**Work required:**
Please return every one of the lines below word for word, with nothing changed, added, or left out.

═════ Exercise inputs

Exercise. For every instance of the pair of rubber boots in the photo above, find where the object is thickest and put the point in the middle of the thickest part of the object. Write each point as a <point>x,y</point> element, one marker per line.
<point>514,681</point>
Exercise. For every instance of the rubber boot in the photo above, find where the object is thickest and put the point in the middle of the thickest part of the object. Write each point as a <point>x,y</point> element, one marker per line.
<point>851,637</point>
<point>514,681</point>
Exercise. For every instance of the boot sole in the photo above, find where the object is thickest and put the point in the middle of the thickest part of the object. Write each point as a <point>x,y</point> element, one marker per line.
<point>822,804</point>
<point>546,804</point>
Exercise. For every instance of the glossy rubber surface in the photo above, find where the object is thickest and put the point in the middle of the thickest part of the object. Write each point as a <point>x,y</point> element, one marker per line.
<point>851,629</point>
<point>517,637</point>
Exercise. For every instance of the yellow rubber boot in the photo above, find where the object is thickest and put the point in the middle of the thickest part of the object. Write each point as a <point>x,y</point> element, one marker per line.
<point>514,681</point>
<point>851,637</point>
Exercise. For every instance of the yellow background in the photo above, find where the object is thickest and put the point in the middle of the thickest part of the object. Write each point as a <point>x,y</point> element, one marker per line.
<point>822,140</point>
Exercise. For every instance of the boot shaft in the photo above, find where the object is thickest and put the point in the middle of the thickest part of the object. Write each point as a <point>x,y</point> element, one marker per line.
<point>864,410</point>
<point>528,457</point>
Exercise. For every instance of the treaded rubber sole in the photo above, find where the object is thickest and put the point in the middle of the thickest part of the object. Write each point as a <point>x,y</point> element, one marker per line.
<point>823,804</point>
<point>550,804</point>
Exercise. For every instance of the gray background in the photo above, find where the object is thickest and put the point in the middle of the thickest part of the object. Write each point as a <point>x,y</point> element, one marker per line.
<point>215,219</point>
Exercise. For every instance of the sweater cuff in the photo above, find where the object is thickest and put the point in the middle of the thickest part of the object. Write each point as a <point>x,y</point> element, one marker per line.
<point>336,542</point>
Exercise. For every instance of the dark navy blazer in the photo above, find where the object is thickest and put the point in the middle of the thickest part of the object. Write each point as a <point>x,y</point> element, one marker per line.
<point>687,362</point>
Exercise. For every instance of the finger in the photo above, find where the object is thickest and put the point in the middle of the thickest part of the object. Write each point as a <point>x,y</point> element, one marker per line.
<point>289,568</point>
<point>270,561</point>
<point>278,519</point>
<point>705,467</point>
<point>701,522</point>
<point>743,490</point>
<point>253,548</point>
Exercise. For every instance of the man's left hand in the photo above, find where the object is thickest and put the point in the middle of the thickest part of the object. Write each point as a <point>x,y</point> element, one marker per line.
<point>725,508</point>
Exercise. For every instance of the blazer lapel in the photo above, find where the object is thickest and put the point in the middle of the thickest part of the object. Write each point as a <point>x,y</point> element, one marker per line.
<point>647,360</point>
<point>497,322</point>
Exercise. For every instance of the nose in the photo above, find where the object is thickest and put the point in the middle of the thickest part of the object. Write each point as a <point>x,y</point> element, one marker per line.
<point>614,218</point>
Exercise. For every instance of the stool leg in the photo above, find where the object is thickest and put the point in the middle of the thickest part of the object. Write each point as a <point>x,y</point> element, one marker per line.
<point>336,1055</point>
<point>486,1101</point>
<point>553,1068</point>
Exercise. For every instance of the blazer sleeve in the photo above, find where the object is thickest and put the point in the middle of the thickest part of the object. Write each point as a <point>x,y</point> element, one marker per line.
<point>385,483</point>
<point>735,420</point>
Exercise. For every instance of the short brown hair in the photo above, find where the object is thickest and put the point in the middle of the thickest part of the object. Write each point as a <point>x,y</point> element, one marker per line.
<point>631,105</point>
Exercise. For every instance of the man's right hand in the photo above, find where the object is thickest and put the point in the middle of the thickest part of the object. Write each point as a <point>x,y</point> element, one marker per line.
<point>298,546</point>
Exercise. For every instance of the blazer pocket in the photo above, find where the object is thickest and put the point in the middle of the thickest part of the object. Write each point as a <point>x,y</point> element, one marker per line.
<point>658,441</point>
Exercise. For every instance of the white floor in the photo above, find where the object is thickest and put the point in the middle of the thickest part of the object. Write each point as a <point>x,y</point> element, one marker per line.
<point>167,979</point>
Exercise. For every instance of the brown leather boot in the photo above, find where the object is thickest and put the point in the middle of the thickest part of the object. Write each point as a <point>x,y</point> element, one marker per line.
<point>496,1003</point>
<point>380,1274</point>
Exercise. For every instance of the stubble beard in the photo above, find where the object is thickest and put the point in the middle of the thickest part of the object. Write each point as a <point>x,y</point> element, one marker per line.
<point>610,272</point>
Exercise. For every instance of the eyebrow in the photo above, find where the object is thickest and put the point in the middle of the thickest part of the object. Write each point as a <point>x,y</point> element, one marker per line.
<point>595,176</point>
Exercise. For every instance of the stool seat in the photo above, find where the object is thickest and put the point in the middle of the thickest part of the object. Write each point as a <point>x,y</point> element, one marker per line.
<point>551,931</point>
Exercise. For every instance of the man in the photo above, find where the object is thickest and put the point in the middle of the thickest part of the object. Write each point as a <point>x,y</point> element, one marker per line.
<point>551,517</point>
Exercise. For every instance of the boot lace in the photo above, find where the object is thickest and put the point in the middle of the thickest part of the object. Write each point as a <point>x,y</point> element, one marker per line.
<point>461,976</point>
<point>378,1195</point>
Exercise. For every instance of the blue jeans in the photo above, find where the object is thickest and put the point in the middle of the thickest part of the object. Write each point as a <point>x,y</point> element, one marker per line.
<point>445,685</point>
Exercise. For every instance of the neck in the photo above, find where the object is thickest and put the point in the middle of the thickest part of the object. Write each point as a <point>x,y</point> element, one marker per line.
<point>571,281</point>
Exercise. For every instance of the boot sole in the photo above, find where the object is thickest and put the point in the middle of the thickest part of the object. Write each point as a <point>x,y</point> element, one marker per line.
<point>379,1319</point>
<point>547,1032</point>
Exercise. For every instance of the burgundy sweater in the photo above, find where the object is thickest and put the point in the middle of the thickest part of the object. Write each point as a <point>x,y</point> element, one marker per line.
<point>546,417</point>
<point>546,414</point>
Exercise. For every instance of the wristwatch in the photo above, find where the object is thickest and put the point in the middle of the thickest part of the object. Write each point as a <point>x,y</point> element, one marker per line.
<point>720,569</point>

══════════

**Output of the exercise:**
Exercise. For every instance of the pair of rubber boots in the photo above, find where the object is thickest and put the point in the middle of the thickest part of the object. Write each point as a <point>x,y</point> element, one marker per line.
<point>514,681</point>
Exercise. For every instance of the rubber boot in the photo above, find where the object is thickest and put the point in the middle of the thickest part of the object. Write each point as a <point>x,y</point> element, one marker per line.
<point>851,637</point>
<point>514,681</point>
Exercise. For every instance of the boot sole in the photo above, find where the object is thickest and put the point in the middle of the thickest part of the object. Write each point as a <point>x,y</point> element, one marker per line.
<point>822,804</point>
<point>546,804</point>
Exercise. For every instance of the glossy rubber surface in the photo above, find where the object is thickest and put the point in the middle of the thickest part of the object. Write each point as a <point>x,y</point> element, one marker per line.
<point>851,629</point>
<point>517,637</point>
Exercise. For every instance of the yellow rubber boot in the photo above, find where the object is thickest and put the point in the middle of the thickest part of the object. Write each point as a <point>x,y</point> element, one marker per line.
<point>514,681</point>
<point>851,637</point>
Exercise. For every instance of the yellow background in the photo above, find where the object is thickest and put the point in the middle of the thickest part of the object. Write each point as a <point>x,y</point> element, one marker per line.
<point>822,140</point>
Exercise. For every instance of the boot shaft in the photo above, find where the object is thickest and put the point in the middle of the thickest part of the object. Write each point as a <point>x,y</point> element, one marker per line.
<point>864,410</point>
<point>528,457</point>
Exercise. For every instance of the treaded rubber sole in the photo above, find where the object is thickest and put the point in the middle of the thickest part of the object. Write each point as a <point>x,y</point> element, one marker per line.
<point>823,804</point>
<point>550,804</point>
Exercise. For every instance of the gray background in the photo above, find where the object is thickest and put the point in the middle of the thickest part of the object. Write each point as a <point>x,y</point> element, one marker per line.
<point>215,219</point>
Exercise. For every instance of the sweater cuff in the photo above, find where the object is thickest and put the point in the middle of the thickest part of the object. Write each point as a <point>x,y</point> element, one marker per line.
<point>336,542</point>
Exercise. For every instance of the dark navy blazer in the photo above, find where the object is thickest and put the point in the middle of the thickest part of the object. Write each point as a <point>x,y</point> element, one marker per line.
<point>687,362</point>
Exercise. For every instance of the finger in the photo above, find where the object is thickest and put the point in the middle of the thickest part of the object. Write each point as a <point>x,y</point> element, one marker per line.
<point>289,568</point>
<point>270,561</point>
<point>278,519</point>
<point>705,467</point>
<point>701,522</point>
<point>743,490</point>
<point>253,548</point>
Exercise. For every instance of the man's left hand in the photo above, find where the object is thickest and put the point in the middle of the thickest part of the object. Write each point as a <point>x,y</point> element, one marker per line.
<point>725,508</point>
Exercise. For every instance of the blazer lapel in the photo above, find where the object is thickest and put the point in the middle of the thickest part of the object. Write each point as a <point>x,y</point> element, one marker per line.
<point>647,360</point>
<point>497,322</point>
Exercise. For every instance of the nose in the photo above, find where the object is thickest and put the point in the middle of the thickest part of the object. Write each point as a <point>x,y</point> element, one marker per line.
<point>614,218</point>
Exercise. For every instance of the stool leg in the photo above, find where the object is thickest and put the point in the middle of the thickest part of the object. Write each point as a <point>x,y</point> element, one marker per line.
<point>336,1055</point>
<point>486,1101</point>
<point>553,1068</point>
Exercise. For every instance of the blazer sleeve in the photo above, find where the object is thickest and put the point in the middle of the thickest part of the object. Write each point as a <point>x,y</point> element, one marker per line.
<point>385,483</point>
<point>735,420</point>
Exercise. For every instance of the short brown hair in the photo above, find where the object is thickest and put the point in the middle of the thickest part of the object. Write each point as a <point>x,y</point> element, one marker per line.
<point>631,105</point>
Exercise. For every instance of the man's right hand in the photo above, find where the object is thickest and put the point in the middle of the thickest part of the object. Write each point as a <point>x,y</point> element, one marker per line.
<point>298,546</point>
Exercise. For every instance of the blazer pocket in the photo above, find where the object is thickest and put the point in the middle of the thickest part of the object. Write each point as a <point>x,y</point> element, one marker per line.
<point>658,441</point>
Exercise. For every instance of the white floor in the photo above, find where the object is thickest and put the point in the middle of the thickest part of the object. Write each point as a <point>x,y</point> element, one marker per line.
<point>167,979</point>
Exercise. For every instance of the brown leather boot in the photo above, find where the object is thickest and put the point in the middle of the thickest part of the object. Write each point as a <point>x,y</point> element, one marker per line.
<point>496,1003</point>
<point>380,1274</point>
Exercise. For every instance of the stubble beard in the photo above, find where the object is thickest and put the point in the middle of the thickest part of the object. Write each point as a <point>x,y</point> element, one marker per line.
<point>610,272</point>
Exercise. For every instance of the eyebrow in the photo above, find where the object is thickest and put the point in the middle of the thickest part of the object. Write each point as a <point>x,y</point> element, one marker per line.
<point>595,176</point>
Exercise. For every instance of the stool seat in the photo above, find where the object is thickest and put the point in the middle of the thickest part of the object. Write each point as a <point>x,y</point> element, one marker per line.
<point>551,931</point>
Exercise. For every instance of the man in the photo above, find where the object is thickest and put the point in the middle of the thickest part of the object. Write each point as a <point>x,y</point> element, one marker per line.
<point>551,517</point>
Exercise. For every instance of the boot lace in the photo above, find where the object is thickest and put the point in the middle of the thickest part of the object. Write each point as a <point>x,y</point> element, one marker per line.
<point>461,976</point>
<point>378,1195</point>
Exercise. For every instance of the blue jeans in the photo above, find where the object is thickest and put the point in the middle of the thickest part of the object. Write each point as a <point>x,y</point> element, one marker per line.
<point>445,685</point>
Exercise. For every instance of the neck in the photo above, find where the object is thickest and put the point in the middle of the thickest part of the object. Write each point as a <point>x,y</point> element, one marker per line.
<point>571,281</point>
Exercise. For every instance of the boot sole in the photo above, find where the object is thickest and put the point in the middle of the thickest part of the object. Write each point as a <point>x,y</point> element, one marker per line.
<point>379,1319</point>
<point>547,1032</point>
Exercise. For every instance of the burgundy sweater in the photo above, find where the object is thickest and put the point in the middle of the thickest part of the object. Write each point as a <point>x,y</point> element, one marker per line.
<point>546,417</point>
<point>546,414</point>
Exercise. For every instance of the wristwatch in the photo above, find where the object is thickest and put the point in the middle of the thickest part of the object. Write each point as a <point>x,y</point> element, one marker per line.
<point>720,569</point>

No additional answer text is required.